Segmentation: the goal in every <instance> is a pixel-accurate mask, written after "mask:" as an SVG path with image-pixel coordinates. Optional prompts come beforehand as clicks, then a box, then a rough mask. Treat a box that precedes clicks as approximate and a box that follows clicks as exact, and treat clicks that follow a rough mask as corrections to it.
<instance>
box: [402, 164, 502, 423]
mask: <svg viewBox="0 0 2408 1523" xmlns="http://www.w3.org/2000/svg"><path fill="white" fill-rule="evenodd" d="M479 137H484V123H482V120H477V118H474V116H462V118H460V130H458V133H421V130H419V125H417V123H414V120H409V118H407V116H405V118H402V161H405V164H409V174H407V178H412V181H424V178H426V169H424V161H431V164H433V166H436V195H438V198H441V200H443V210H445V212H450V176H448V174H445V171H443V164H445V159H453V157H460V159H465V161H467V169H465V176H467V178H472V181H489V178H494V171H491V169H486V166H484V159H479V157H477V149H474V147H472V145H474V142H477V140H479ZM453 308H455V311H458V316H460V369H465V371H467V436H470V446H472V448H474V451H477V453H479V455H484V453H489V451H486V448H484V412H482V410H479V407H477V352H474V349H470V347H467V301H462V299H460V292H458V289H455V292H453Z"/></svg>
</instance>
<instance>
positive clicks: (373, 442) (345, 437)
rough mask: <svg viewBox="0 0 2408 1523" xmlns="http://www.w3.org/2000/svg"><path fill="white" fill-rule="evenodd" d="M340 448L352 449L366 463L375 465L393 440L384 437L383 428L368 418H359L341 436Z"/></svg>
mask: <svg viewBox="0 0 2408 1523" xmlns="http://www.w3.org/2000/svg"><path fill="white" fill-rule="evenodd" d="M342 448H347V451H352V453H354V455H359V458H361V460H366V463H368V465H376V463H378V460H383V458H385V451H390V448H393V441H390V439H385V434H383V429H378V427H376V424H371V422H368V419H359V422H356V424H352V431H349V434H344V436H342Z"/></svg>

Your task: Change "positive clicks" to "foreground clicks" in the material, starting at the line that has "</instance>" and stopping after the last line of the material. Leave everything else unchanged and give back only those lines.

Task response:
</instance>
<instance>
foreground clicks: (373, 442) (345, 437)
rough mask: <svg viewBox="0 0 2408 1523" xmlns="http://www.w3.org/2000/svg"><path fill="white" fill-rule="evenodd" d="M340 448L352 449L366 463L375 465L393 440L384 437L383 428L368 418H359L341 436Z"/></svg>
mask: <svg viewBox="0 0 2408 1523" xmlns="http://www.w3.org/2000/svg"><path fill="white" fill-rule="evenodd" d="M342 448H347V451H352V453H354V455H359V458H361V460H366V463H368V465H376V463H378V460H383V458H385V451H390V448H393V441H390V439H385V434H383V429H378V427H376V424H371V422H368V419H359V422H356V424H352V431H349V434H344V436H342Z"/></svg>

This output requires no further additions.